**Task statement**. Render this sentence from the news article on Hamdan's overturned conviction in Spanish: "The driver, Salim Ahmed Hamdan, was detained by U.S. troops in Afghanistan in November 2001 and sent to Guantanamo."

**Given text**.
______

Oct. 16, 2012
WASHINGTON — A federal appeals court’s decision to toss the conviction of Osama bin Laden’s former driver could have implications for future prosecutions of terrorism suspects.
The driver, Salim Ahmed Hamdan, was detained by U.S. troops in Afghanistan in November 2001 and sent to Guantanamo. In the first U.S. military war crimes trial since World War II, a jury of six military officers found Hamdan guilty in 2008 of providing material support to terrorism and sentenced him to five and a half years in prison.
But the U.S. Court of Appeals for the District of Columbia on Tuesday threw out that conviction, stating in a 3-0 decision that material support for terrorism was not proscribed as an international war crime until Congress passed the Military Commissions Act in 2006. Since Hamdan worked for bin Laden from 1996 to 2001, he cannot be punished retroactively, the court concluded.

______

**Supplied information**.
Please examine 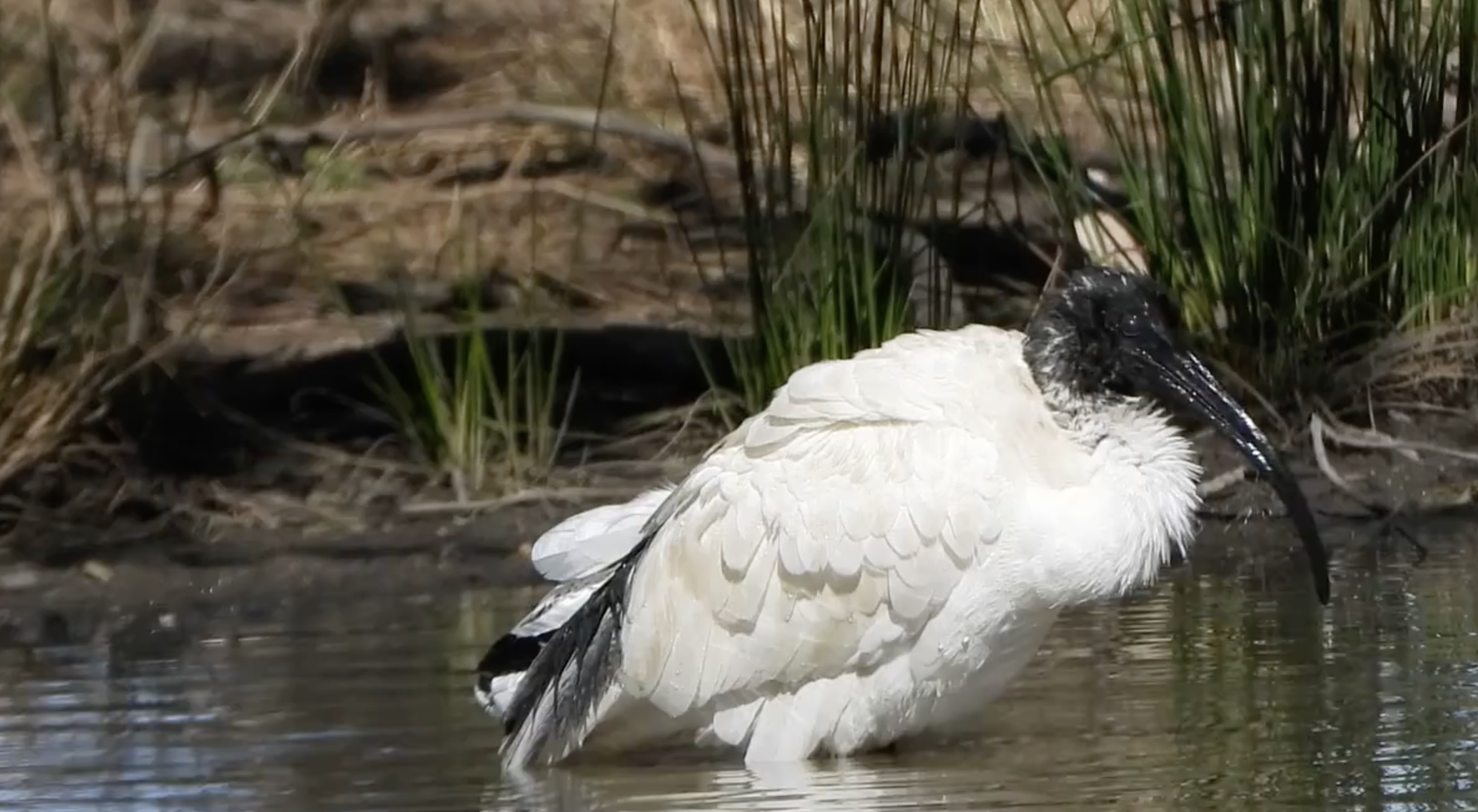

______

**Task solution**. El chofer, Salim Ahmed Hamdan, fue detenido por tropas estadounidenses en Afganistán en noviembre de 2001 y enviado a Guantánamo.